Figure 7. Cbf1 negatively regulates competence.
-
AWestern blot of Cbf1‐3xFLAG levels after CSP stimulation. After 15 min, ˜ 2‐fold higher Cbf1‐3xFLAG levels could be detected, confirming cbf1 as a late‐competence gene as predicted by others (Peterson et al, 2004; Slager et al, 2019). CSP‐specific fold changes in Cbf1‐3xFLAG levels were calculated based on three independent experiments (Appendix Fig S7A). As control for the CSP induction, total RNA was extracted, run on an agarose gel, blotted, and probed for comCDE. A GAPDH‐specific antiserum and ethidium bromide staining were used as loading controls for the Western and northern blots, respectively.
-
BPercentage of transformants using R6 and R6Δcbf1 in a spontaneous transformation assay. Bars represent the mean ± standard deviation percentage SmR CFU from 5 independent experiments. P‐value was calculated using an unpaired, two‐tailed t‐test.
-
CModel of Cbf1‐dependent regulation of competence. The pneumococcal competence regulon is a quorum sensing system induced by activation of ComDE via CSP. Phosphorylated ComE induces transcription of the early competence gene loci comAB, comCDE, comX1, and comX2, leading to a positive feedback loop by production of ComC, which is processed into CSP and exported by ComAB. The paralogous alternative sigma factors ComX1 and ComX2 induce transcription of late‐competence gene loci, one of which is ccs50/cbf1 (Slager et al, 2019). Cbf1 is able to cleave, stabilize, and possibly activate csRNAs, which are induced by CiaRH, which in turn is activated by a variety of factors (Gómez‐Mejia et al, 2018). csRNAs are able to post‐transcriptionally downregulate comC. EC, extracellular. CM, cell membrane. IC, intracellular. CSP, competence‐stimulating peptide.
Source data are available online for this figure.

□ □ □ □ □ □ □

=== TO DO ===
• a. Summarize the figure legend in two sentences.
• b. Transcribe the stretch of the figure legend from "Figure 7. Cbf1" through "northern blots, respectively.".

□ □ □ □ □ □ □

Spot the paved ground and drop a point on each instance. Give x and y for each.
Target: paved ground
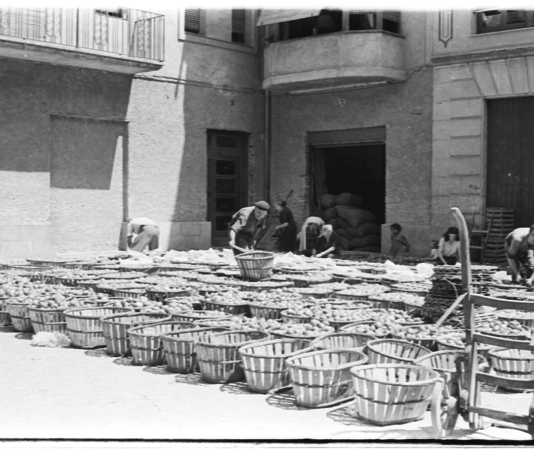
(63, 393)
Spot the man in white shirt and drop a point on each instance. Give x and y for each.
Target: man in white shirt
(142, 232)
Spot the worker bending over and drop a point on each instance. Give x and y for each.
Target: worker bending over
(519, 245)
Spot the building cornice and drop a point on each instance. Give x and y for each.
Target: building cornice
(483, 56)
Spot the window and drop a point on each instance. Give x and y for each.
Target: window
(118, 13)
(499, 20)
(331, 21)
(388, 20)
(192, 21)
(238, 26)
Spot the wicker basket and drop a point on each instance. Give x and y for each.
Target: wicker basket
(353, 328)
(265, 312)
(161, 296)
(342, 341)
(265, 365)
(291, 318)
(512, 363)
(198, 315)
(228, 308)
(20, 316)
(146, 343)
(47, 320)
(255, 266)
(180, 348)
(444, 362)
(527, 321)
(218, 355)
(394, 351)
(84, 325)
(322, 378)
(130, 292)
(5, 319)
(388, 394)
(116, 326)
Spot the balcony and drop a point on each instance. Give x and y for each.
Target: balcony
(340, 59)
(126, 41)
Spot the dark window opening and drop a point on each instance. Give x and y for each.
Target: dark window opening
(192, 21)
(118, 13)
(238, 26)
(501, 20)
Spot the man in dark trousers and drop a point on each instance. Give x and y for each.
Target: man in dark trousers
(245, 225)
(519, 246)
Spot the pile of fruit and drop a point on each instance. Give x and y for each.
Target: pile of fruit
(424, 331)
(501, 327)
(229, 297)
(138, 304)
(364, 290)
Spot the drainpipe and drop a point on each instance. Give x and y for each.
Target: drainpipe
(267, 148)
(261, 43)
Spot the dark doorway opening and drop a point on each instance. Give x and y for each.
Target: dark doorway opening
(358, 169)
(227, 181)
(510, 163)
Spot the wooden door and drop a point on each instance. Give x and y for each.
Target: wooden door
(227, 181)
(510, 160)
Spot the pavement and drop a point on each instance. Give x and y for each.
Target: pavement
(50, 394)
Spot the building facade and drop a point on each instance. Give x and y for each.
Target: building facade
(186, 116)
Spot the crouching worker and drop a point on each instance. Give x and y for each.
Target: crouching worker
(519, 245)
(245, 225)
(142, 232)
(327, 244)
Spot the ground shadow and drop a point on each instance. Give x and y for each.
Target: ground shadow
(236, 388)
(191, 379)
(24, 335)
(158, 370)
(285, 400)
(124, 361)
(97, 353)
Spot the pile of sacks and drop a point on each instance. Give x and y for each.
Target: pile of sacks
(354, 226)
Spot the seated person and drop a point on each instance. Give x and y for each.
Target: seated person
(398, 241)
(327, 244)
(142, 232)
(519, 245)
(449, 247)
(308, 235)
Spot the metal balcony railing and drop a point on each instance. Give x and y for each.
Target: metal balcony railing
(125, 32)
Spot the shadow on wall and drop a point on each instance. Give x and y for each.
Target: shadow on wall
(83, 153)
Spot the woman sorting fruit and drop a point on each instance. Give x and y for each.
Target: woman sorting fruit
(308, 235)
(519, 245)
(287, 229)
(142, 232)
(449, 247)
(327, 244)
(245, 225)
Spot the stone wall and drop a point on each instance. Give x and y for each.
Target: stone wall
(460, 89)
(405, 109)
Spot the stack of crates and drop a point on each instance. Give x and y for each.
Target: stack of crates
(500, 222)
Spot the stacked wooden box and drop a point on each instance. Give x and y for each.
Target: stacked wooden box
(500, 222)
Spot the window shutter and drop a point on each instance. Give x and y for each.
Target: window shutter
(238, 21)
(390, 15)
(192, 21)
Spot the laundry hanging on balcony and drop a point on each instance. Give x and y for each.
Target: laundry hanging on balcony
(275, 16)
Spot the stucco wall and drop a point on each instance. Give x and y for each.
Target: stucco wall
(65, 189)
(405, 109)
(50, 213)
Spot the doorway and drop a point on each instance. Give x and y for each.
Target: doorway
(227, 181)
(359, 169)
(510, 163)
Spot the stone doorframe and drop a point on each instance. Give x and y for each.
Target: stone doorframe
(461, 84)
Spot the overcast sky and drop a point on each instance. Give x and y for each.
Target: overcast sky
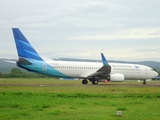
(121, 29)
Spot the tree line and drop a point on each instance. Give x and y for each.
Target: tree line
(18, 73)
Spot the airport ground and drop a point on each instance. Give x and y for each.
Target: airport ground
(50, 99)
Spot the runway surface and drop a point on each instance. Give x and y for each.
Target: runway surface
(88, 85)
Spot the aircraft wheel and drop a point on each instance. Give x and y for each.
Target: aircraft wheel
(95, 82)
(84, 81)
(108, 77)
(144, 82)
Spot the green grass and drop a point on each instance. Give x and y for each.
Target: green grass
(83, 102)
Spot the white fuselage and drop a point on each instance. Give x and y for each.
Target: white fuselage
(84, 69)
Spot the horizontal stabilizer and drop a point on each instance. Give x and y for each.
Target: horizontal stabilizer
(23, 61)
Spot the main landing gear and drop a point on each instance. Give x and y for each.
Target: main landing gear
(84, 81)
(94, 81)
(144, 82)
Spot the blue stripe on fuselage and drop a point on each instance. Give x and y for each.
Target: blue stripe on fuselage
(43, 68)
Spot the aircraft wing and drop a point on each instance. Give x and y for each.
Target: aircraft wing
(104, 70)
(14, 62)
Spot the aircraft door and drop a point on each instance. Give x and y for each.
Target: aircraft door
(44, 67)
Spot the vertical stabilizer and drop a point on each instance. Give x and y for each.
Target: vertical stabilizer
(24, 48)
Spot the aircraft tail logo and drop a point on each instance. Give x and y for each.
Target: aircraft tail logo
(24, 48)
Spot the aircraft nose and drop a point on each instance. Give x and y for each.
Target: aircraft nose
(155, 74)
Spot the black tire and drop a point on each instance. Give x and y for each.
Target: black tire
(144, 82)
(84, 81)
(95, 82)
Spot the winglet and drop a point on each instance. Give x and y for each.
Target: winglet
(105, 63)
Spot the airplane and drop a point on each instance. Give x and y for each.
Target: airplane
(94, 72)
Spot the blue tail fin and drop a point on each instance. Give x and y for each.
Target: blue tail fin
(24, 48)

□ □ □ □ □ □ □

=== SOLUTIONS PER TASK ===
• a. Figure 7 shows that Cbf1 negatively regulates competence, with Cbf1‐3xFLAG levels about 2‐fold higher 15 min after CSP stimulation, which confirms cbf1 as a late‐competence gene. In the model, the alternative sigma factors ComX1 and ComX2 induce late‐competence genes including cbf1, and Cbf1 can cleave, stabilize, and possibly activate csRNAs, which can post‐transcriptionally downregulate comC.

• b.
Figure 7. Cbf1 negatively regulates competence.
-
AWestern blot of Cbf1‐3xFLAG levels after CSP stimulation. After 15 min, ˜ 2‐fold higher Cbf1‐3xFLAG levels could be detected, confirming cbf1 as a late‐competence gene as predicted by others (Peterson et al, 2004; Slager et al, 2019). CSP‐specific fold changes in Cbf1‐3xFLAG levels were calculated based on three independent experiments (Appendix Fig S7A). As control for the CSP induction, total RNA was extracted, run on an agarose gel, blotted, and probed for comCDE. A GAPDH‐specific antiserum and ethidium bromide staining were used as loading controls for the Western and northern blots, respectively.